▸ WHAT IS ASKED
Rewrite the listing below as a JSON list of strings, one string per line, skipping blank lines and leaving out the pictures.

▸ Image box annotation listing

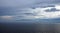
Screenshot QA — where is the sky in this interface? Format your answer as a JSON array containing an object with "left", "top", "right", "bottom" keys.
[{"left": 0, "top": 0, "right": 60, "bottom": 22}]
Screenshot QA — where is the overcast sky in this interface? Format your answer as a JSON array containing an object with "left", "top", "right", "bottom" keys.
[{"left": 0, "top": 0, "right": 60, "bottom": 22}]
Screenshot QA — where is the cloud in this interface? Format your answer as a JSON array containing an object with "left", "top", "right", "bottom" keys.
[
  {"left": 45, "top": 8, "right": 60, "bottom": 12},
  {"left": 0, "top": 16, "right": 13, "bottom": 20}
]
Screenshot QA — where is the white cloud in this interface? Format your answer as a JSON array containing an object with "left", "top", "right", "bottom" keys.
[
  {"left": 0, "top": 16, "right": 13, "bottom": 20},
  {"left": 23, "top": 6, "right": 60, "bottom": 19}
]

▸ SOLUTION FOR THIS EXERCISE
[
  "Screenshot QA — where is the sky in this interface? Format your answer as a JSON array containing an object with \"left\", \"top\", \"right\", \"bottom\" keys.",
  "[{\"left\": 0, \"top\": 0, \"right\": 60, \"bottom\": 22}]",
  "Screenshot QA — where is the overcast sky in this interface? Format your answer as a JSON array containing an object with \"left\", \"top\", \"right\", \"bottom\" keys.",
  "[{\"left\": 0, \"top\": 0, \"right\": 60, \"bottom\": 22}]",
  "Screenshot QA — where is the cloud in this interface? Format your answer as a JSON array containing an object with \"left\", \"top\", \"right\", \"bottom\" keys.",
  "[",
  "  {\"left\": 45, \"top\": 8, \"right\": 60, \"bottom\": 12},",
  "  {\"left\": 0, \"top\": 16, \"right\": 13, \"bottom\": 20}",
  "]",
  "Screenshot QA — where is the white cloud in this interface? Format your answer as a JSON array containing an object with \"left\", \"top\", \"right\", \"bottom\" keys.",
  "[",
  "  {\"left\": 0, \"top\": 16, \"right\": 13, \"bottom\": 20},",
  "  {\"left\": 23, \"top\": 6, \"right\": 60, \"bottom\": 19}",
  "]"
]